begin Entries supplied

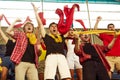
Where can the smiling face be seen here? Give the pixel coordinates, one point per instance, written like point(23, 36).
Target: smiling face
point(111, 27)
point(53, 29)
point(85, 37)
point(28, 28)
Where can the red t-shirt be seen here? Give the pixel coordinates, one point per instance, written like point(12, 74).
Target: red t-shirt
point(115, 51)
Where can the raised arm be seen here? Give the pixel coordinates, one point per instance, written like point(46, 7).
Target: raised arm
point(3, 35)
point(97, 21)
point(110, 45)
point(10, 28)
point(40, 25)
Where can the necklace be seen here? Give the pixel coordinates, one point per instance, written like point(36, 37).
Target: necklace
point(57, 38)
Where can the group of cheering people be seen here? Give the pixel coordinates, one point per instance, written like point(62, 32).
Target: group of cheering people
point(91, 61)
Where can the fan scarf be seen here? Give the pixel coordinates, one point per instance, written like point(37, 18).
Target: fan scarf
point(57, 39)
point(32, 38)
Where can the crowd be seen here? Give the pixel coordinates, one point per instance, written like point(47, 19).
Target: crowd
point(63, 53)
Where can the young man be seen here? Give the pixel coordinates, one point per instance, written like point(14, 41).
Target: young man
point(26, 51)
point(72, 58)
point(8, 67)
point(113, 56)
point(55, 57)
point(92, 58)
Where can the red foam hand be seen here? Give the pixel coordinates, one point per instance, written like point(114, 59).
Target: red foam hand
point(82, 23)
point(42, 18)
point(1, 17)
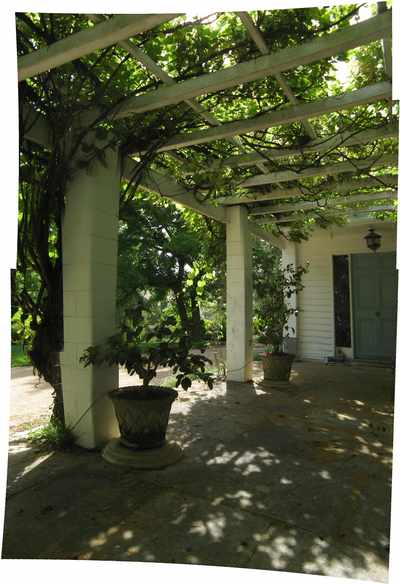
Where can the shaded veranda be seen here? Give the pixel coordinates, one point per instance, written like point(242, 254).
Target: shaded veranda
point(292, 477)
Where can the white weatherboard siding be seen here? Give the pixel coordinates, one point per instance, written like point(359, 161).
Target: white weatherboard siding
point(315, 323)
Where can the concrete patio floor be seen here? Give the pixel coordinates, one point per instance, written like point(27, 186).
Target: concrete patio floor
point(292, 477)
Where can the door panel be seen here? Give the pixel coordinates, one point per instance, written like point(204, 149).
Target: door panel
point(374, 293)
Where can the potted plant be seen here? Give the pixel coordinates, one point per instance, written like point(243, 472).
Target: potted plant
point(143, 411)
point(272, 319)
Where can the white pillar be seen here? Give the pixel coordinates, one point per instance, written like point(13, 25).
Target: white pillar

end Entries supplied

**What this task involves**: Edit the dataset records above by changing "pixel coordinates" to "image coordinates" everywhere it occurs, and keep everything else the same. Leave the pictures out of your answer.

**Reply to the exercise**:
Where can the smiling face be seen here? Give the image coordinates, one point per instance, written like point(23, 36).
Target: smiling face
point(111, 27)
point(53, 29)
point(85, 37)
point(28, 28)
Where can the red t-shirt be seen here? Give the image coordinates, one point per instance, written like point(12, 74).
Target: red t-shirt
point(115, 51)
Where can the raised arm be seen here? Give the image coordinates, one point per instance, written like point(46, 7).
Target: raised arm
point(3, 35)
point(97, 21)
point(110, 45)
point(10, 28)
point(40, 25)
Where can the necklace be seen here? Give the image coordinates, one point per instance, written like point(36, 37).
Target: necklace
point(57, 38)
Where can the group of cheering people be seen here? Give the image coordinates, one point per instance, written like point(62, 32).
Target: group of cheering people
point(91, 61)
Where can the fan scarf be seen here? Give the image coordinates, one point per instance, written like point(37, 18).
Target: fan scarf
point(57, 39)
point(32, 38)
Where can the crowd be seen here? Give the image coordinates, one point per instance, written like point(47, 19).
Target: crowd
point(63, 53)
Where can the young man be seen here? Give the image coordinates, one point per instance, written like point(14, 41).
Target: young man
point(26, 51)
point(72, 58)
point(8, 67)
point(113, 56)
point(55, 57)
point(92, 58)
Where can the red foam hand be seen here? Give the image coordinates, one point per instance, written like point(114, 59).
Target: red foam hand
point(82, 23)
point(42, 18)
point(1, 17)
Where can the shaded veranda be seen here? Give the image coordinates, one point per instance, written like point(242, 254).
Target: shaded veranda
point(292, 477)
Where can the white weatherboard siding be seen here? Give the image coordinates, one point per instance, written like point(359, 161).
Target: white weatherboard siding
point(315, 323)
Where can the concrete patio floor be seen here? Give the image coordinates, one point per instance, written like point(27, 186).
Target: concrete patio floor
point(292, 477)
Where can the door panel be seen here? Give the image coordinates, one point per instance, written like point(204, 149).
Target: door panel
point(374, 293)
Where can the potted plant be seen here? Give the image coordinates, one point per instance, written like point(243, 472).
Target: potted plant
point(143, 411)
point(272, 319)
Where can the white pillar be seen here? Give the image coordinates, one point per instance, written like point(13, 25).
Target: white pillar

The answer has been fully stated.